QUOTED PASSAGE
+++++
# I just don't know anymore



## duncan1371 (Apr 27, 2015)

So I was just looking at drudge. And the top article was "jihad comes to cali." I read and I quote " assault style clothing" now can some one please tell me what and the h e double hockey sticks that means. Seriously..... end rant! Sorry just a little ridiculous and I had a bad day, had to get that off of my chest.


----------



## Mosinator762x54r (Nov 4, 2015)

Don't forget the "go-pro" because the mainstream media isn't leaving that out at all.

Guy with beard, gun, "tactical assault clothes", and go pro...could be describing every god damned shooting range in America these days...propaganda at its finest.



duncan1371 said:


> So I was just looking at drudge. And the top article was "jihad comes to cali." I read and I quote " assault style clothing" now can some one please tell me what and the h e double hockey sticks that means. Seriously..... end rant! Sorry just a little ridiculous and I had a bad day, had to get that off of my chest.


----------



## jdjones3109 (Oct 28, 2015)

It's like the obscenity test, "I can't define it, but I know it when I see it."


----------



## duncan1371 (Apr 27, 2015)

There are kids that walk around the mall with a go pro now a days. It's just insane. I also just read that the GOP is planning to try and repel obummercare. Dems said that they will try to force votes on guns. They all need to be fired.


----------



## Chipper (Dec 22, 2012)
+++++
ROWS
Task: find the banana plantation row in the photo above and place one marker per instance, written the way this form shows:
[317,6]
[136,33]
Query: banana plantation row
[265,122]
+++++
REQUIREMENTS
(1) Using the forum thread, decide whether each statement agrees with it, and answer yes or no while quoting the words that settle it: (a) The top article duncan1371 saw on drudge was titled "jihad comes to cali." (b) jdjones3109 compares the term to the obscenity test. (c) Mosinator762x54r says the mainstream media is leaving out the go-pro.
(2) According to the forum thread, what did duncan1371 read that the Dems said they will try to do?
(3) Translate this sentence from the forum thread into Spanish: "There are kids that walk around the mall with a go pro now a days."
The records are material of their own, separate from the forum thread.

ANSWERS
(1)
(a) Yes: "the top article was "jihad comes to cali.""
(b) Yes: "It's like the obscenity test"
(c) No: "the mainstream media isn't leaving that out at all."

(2) Force votes on guns.

(3) Hoy en día hay niños que andan por el centro comercial con una GoPro.